Where to start?

nyxangel

New member
Hi All,

Let me start by saying I'm new and not quite sure where I fit in here, as such. I don't know if I can be considered poly-curious just yet, but I find myself in a situation where I feel the wonderful people of the poly community (yes, that's you guys!) are the people to talk to and bounce some thoughts off.

A quick intro to who I am and who we are-- I'm an open-minded, bisexual female in a 6-year monogamous relationship. As a couple, we're active within the BDSM community. From the very beginning of the relationship, we have discussed the idea of introducing a second female into our relationship on a sexual level. There's no pressure from either side. It's definitely something we're both equally interested in. Neither of us feel our relationship is somehow lacking something, as it currently stands. But we do feel a third person could bring a new and interesting dynamic. We are also both of the opinion that it's possible to feel love for more than one person at a time.

I suppose the fantasy is we'll find a mythical creature who will share our bed on a casual basis, with no strings attached, so to speak. Of course, the reality could never be that simple. On a personal level, we both agree that sex without some kind of emotional attachment to the other partner is just going through the motions. Although it might satisfy our physical desires, it's not going to add anything to our lives, as those physical desires are already being met. And, coming from a BDSM background, an emotional bond, along with the trust and understanding it brings, is vital to the activities we take part in. I don't think that level of emotional need can be satisfied by someone who just takes part in our sex life without playing a part in the rest of our lives too.

So, what's holding us back? Well, nothing on my partner's side, but fear on my part.

Fear that I may not be able to work through any jealousy I may experience.
Fear that I may end up feeling inadequate somehow.
Fear that once we've tried it, we might decide the poly lifestyle isn't for us, but our relationship will have been irreparably damaged by the experience.

Is the reward worth the risks involved? I keep coming back to the old adage, "If it ain't broke, don't fix it."

• [ENTRIES SHOWN]
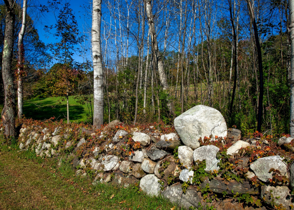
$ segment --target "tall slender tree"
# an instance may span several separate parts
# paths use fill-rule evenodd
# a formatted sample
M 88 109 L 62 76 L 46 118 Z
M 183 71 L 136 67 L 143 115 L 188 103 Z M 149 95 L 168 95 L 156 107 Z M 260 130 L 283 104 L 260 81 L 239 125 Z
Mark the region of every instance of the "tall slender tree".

• [OBJECTIVE 1] How would you say this sentence from the forum post about bringing a third partner into a relationship in Spanish: "We are also both of the opinion that it's possible to feel love for more than one person at a time."
• [OBJECTIVE 2] Could you continue the forum post about bringing a third partner into a relationship, picking up after its final sentence?

• [RESPONSE 1] Además, ambos opinamos que es posible sentir amor por más de una persona a la vez.

• [RESPONSE 2]
Don't get me wrong. I'm not a pessimist, by any means! I just want to make sure I'm prepared for the challenges we may meet along the way. It would have been so much easier if we had made the decision 6 years ago whilst the relationship was still new. But now I'm torn. His happiness is incredibly important to me. Worst case scenario, if the relationship morphed into a twosome that didn't involve me, for instance, and it made him happy, then I think I would be happy for him. But, of course, I'd rather that sort of situation didn't occur in the first place!

So, how do you do it?
How do you get past that fear of the unknown?
How do you deal with any jealousy that may occur?
How do you decide that the risk is worth the possible rewards?

Of course, we can only make those decisions for ourselves, but I would really appreciate hearing some of your thoughts and opinions.
 
I suppose the fantasy is we'll find a mythical creature who will share our bed on a casual basis, with no strings attached, so to speak.

A unicorn? Do a search, there is lots on here about that.

So, what's holding us back? Well, nothing on my partners side, but fear on my part. Fear that I may not be able to work through any jealousy I may experience. Fear that I may end up feeling inadequate somehow. Fear that once we've tried it we might decide the poly lifestyle isn't for us, but our relationship will have been irreparably damaged by the experience. Is the reward worth the risks involved?

Of course it's worth it. To me, anything that gives me a deeper understanding of who I am, and a deeper understanding of who I chose to share my love with, is very worth it. It sounds like "if it ain't broke," then you are in a great place to move forward with polyamory. It's when people come on here who have had it forced on them by their partner, and now have to deal, or are asking for poly relationships, and their partner is wary, that I worry. If you are both looking for more, and find that what you have is not enough, then the time is right.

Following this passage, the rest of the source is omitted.